:: EXERCISE INPUT

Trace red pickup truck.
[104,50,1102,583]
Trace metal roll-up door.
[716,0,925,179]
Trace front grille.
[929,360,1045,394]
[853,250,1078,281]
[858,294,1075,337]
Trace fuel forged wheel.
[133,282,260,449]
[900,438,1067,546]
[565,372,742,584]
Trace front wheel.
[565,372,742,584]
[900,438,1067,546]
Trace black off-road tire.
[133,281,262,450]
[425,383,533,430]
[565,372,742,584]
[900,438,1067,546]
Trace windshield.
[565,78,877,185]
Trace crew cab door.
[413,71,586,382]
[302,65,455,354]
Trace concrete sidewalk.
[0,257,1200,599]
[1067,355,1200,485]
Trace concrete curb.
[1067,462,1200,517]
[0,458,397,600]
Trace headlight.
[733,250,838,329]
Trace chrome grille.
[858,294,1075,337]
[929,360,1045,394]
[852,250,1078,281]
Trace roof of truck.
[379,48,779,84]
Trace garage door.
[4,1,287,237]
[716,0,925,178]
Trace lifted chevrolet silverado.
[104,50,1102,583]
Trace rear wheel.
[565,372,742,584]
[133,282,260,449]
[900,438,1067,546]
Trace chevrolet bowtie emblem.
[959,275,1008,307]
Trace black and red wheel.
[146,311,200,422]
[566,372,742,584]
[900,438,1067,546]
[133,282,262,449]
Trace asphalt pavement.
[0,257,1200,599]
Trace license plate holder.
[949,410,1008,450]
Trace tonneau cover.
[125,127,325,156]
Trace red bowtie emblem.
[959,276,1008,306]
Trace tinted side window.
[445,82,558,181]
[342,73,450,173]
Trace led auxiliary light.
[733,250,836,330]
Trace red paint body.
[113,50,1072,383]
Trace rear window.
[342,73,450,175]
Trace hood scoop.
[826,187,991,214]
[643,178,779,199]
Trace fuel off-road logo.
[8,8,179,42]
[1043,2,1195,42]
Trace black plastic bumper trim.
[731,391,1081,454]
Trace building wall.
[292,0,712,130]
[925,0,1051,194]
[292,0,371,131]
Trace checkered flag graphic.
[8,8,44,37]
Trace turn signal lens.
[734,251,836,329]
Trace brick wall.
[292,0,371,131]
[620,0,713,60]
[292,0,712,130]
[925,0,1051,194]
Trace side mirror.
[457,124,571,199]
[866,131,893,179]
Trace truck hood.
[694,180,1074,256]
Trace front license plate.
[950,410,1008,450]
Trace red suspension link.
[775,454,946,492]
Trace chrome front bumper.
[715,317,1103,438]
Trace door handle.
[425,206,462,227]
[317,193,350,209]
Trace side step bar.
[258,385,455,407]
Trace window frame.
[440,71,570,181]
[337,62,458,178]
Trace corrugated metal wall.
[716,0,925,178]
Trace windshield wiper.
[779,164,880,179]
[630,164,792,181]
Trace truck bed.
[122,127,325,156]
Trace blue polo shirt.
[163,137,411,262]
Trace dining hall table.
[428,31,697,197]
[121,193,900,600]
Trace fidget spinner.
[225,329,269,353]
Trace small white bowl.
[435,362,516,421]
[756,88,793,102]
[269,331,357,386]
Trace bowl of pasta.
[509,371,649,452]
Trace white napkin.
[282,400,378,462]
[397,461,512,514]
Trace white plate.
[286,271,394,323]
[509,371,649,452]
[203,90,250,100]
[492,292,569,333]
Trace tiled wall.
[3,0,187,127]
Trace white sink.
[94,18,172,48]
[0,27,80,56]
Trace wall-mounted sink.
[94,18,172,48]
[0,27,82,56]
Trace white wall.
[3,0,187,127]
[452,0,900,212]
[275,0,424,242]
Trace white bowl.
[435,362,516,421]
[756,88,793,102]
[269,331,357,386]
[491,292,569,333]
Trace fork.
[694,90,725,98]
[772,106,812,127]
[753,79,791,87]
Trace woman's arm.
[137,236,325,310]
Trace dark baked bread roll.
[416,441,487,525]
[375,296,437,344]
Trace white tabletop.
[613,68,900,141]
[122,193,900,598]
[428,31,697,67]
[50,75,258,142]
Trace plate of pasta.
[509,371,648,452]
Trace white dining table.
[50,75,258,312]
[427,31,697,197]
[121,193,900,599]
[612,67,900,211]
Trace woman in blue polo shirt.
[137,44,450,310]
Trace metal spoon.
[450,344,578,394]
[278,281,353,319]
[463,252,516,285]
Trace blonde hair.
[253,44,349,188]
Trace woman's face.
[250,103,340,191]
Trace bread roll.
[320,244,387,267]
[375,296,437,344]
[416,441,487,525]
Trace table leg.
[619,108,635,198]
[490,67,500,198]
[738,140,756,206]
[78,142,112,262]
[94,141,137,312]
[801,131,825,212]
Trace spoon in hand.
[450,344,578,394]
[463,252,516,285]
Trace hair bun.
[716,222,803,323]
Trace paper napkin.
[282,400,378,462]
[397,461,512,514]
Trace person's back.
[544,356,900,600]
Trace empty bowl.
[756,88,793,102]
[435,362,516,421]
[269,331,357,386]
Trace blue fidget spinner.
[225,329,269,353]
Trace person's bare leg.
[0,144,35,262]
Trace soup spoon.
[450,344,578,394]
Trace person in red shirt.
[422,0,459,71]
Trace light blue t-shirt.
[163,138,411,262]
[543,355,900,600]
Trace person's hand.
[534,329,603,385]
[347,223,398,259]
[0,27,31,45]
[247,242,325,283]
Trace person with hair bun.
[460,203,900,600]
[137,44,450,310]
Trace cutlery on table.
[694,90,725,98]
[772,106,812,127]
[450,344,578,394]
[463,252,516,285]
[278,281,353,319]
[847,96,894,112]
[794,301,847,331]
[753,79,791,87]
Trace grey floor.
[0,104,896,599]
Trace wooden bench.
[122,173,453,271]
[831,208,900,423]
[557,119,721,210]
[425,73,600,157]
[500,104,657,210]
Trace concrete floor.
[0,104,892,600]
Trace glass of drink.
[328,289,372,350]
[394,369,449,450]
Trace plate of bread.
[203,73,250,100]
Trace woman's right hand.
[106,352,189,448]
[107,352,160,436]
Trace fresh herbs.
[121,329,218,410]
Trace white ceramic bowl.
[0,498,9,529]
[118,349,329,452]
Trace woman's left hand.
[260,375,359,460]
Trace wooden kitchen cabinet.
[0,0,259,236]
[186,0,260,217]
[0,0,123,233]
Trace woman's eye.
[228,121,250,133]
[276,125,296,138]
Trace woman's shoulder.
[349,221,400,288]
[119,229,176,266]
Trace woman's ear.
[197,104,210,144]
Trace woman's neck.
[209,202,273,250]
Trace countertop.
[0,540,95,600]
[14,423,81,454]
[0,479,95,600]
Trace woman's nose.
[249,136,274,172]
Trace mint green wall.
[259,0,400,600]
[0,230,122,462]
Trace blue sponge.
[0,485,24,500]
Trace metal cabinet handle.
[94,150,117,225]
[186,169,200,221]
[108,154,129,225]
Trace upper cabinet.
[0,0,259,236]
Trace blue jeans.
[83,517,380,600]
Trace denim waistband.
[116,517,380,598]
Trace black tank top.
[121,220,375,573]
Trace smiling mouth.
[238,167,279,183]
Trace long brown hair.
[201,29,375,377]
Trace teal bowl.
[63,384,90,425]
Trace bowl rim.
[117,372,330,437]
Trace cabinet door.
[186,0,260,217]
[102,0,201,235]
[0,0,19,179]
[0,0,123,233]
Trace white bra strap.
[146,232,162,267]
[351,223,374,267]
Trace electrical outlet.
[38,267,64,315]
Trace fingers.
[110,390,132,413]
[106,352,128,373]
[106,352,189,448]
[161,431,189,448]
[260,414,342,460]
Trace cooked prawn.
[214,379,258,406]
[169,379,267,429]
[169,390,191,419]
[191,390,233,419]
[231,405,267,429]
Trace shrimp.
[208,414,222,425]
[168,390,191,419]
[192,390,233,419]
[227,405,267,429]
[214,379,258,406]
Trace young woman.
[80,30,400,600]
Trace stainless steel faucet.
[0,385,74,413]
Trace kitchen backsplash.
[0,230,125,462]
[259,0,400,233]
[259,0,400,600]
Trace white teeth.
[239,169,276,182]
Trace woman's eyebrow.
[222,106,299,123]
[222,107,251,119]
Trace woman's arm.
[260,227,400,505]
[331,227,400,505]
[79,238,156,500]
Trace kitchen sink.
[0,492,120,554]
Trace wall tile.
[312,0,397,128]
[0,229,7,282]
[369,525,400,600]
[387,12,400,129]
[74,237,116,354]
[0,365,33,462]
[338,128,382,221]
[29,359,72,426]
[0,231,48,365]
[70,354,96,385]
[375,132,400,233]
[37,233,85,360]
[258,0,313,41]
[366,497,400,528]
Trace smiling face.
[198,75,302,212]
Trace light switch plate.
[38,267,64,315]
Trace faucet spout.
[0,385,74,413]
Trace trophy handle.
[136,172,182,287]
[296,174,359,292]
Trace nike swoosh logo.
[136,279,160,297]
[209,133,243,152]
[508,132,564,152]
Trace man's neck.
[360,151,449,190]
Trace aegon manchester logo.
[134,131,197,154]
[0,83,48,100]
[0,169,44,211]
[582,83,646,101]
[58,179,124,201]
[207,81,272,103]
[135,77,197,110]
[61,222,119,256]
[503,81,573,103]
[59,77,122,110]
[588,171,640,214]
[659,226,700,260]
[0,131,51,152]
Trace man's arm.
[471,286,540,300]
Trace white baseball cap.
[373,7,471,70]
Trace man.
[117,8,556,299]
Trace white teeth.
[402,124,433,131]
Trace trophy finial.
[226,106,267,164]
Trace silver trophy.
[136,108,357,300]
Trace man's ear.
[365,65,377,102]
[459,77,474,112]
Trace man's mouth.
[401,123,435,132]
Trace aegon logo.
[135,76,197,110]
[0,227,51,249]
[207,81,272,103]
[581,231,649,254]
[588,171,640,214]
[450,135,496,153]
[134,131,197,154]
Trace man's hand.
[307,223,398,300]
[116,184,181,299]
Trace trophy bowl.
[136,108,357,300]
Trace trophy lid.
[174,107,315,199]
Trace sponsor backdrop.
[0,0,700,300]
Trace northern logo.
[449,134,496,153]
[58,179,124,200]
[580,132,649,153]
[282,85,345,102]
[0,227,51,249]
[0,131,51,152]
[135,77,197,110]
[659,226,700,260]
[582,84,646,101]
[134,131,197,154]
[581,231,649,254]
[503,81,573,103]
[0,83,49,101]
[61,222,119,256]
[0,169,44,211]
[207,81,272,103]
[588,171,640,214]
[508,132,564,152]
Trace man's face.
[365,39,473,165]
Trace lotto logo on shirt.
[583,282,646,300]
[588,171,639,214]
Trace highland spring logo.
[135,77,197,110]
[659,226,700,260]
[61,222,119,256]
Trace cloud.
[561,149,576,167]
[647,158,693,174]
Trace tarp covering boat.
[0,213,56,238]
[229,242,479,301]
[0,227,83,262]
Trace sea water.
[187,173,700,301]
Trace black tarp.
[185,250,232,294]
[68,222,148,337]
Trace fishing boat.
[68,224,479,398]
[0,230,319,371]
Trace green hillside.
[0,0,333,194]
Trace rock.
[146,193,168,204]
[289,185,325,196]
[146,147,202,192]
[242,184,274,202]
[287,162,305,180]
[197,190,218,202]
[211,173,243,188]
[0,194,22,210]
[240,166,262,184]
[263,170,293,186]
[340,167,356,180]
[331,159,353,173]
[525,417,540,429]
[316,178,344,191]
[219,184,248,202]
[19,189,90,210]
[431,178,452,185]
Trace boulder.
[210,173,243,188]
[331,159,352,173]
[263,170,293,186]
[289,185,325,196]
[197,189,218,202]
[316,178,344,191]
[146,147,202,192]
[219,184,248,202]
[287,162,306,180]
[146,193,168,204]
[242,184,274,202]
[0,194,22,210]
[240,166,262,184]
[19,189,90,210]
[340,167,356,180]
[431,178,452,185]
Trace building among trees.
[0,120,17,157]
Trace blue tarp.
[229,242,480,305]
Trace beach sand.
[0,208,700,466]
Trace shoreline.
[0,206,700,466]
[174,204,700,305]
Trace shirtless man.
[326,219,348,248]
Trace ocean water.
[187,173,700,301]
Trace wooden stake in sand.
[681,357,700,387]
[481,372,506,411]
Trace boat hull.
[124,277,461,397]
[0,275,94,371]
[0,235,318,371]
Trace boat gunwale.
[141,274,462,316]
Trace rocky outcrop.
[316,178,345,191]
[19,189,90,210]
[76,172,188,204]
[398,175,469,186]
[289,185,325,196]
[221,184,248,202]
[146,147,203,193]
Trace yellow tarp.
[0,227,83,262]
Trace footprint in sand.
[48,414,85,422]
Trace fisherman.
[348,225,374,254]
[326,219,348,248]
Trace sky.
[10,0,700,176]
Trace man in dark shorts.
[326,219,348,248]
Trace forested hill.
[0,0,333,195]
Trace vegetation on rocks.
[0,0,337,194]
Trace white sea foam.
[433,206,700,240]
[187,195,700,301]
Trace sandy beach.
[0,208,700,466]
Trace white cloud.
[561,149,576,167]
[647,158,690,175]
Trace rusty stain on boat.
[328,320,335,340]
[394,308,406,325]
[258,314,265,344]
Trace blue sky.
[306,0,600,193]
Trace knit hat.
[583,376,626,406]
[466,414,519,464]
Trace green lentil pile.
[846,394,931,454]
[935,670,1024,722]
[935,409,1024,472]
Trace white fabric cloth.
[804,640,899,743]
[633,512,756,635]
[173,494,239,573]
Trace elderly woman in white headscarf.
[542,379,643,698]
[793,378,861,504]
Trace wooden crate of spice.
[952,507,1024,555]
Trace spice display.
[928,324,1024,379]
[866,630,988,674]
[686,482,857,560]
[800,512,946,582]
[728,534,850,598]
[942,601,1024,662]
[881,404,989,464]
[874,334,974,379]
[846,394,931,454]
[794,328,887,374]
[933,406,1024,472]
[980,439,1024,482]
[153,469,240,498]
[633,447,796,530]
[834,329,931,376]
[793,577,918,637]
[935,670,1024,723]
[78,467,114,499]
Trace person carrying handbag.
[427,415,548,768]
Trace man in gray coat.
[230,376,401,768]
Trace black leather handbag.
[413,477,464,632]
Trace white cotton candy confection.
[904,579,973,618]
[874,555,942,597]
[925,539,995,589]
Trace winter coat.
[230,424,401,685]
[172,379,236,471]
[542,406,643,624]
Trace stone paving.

::::

● EXERCISE INSTRUCTIONS: Retype the rows from the line with "Trace shoreline." to the line with "[141,274,462,316]", keeping both of those lines.

● WORKED SOLUTION:
Trace shoreline.
[0,206,700,466]
[174,204,700,305]
Trace shirtless man.
[326,219,348,248]
Trace ocean water.
[187,173,700,301]
Trace wooden stake in sand.
[681,357,700,387]
[481,372,506,411]
Trace boat hull.
[124,277,461,397]
[0,275,94,371]
[0,235,318,371]
Trace boat gunwale.
[141,274,462,316]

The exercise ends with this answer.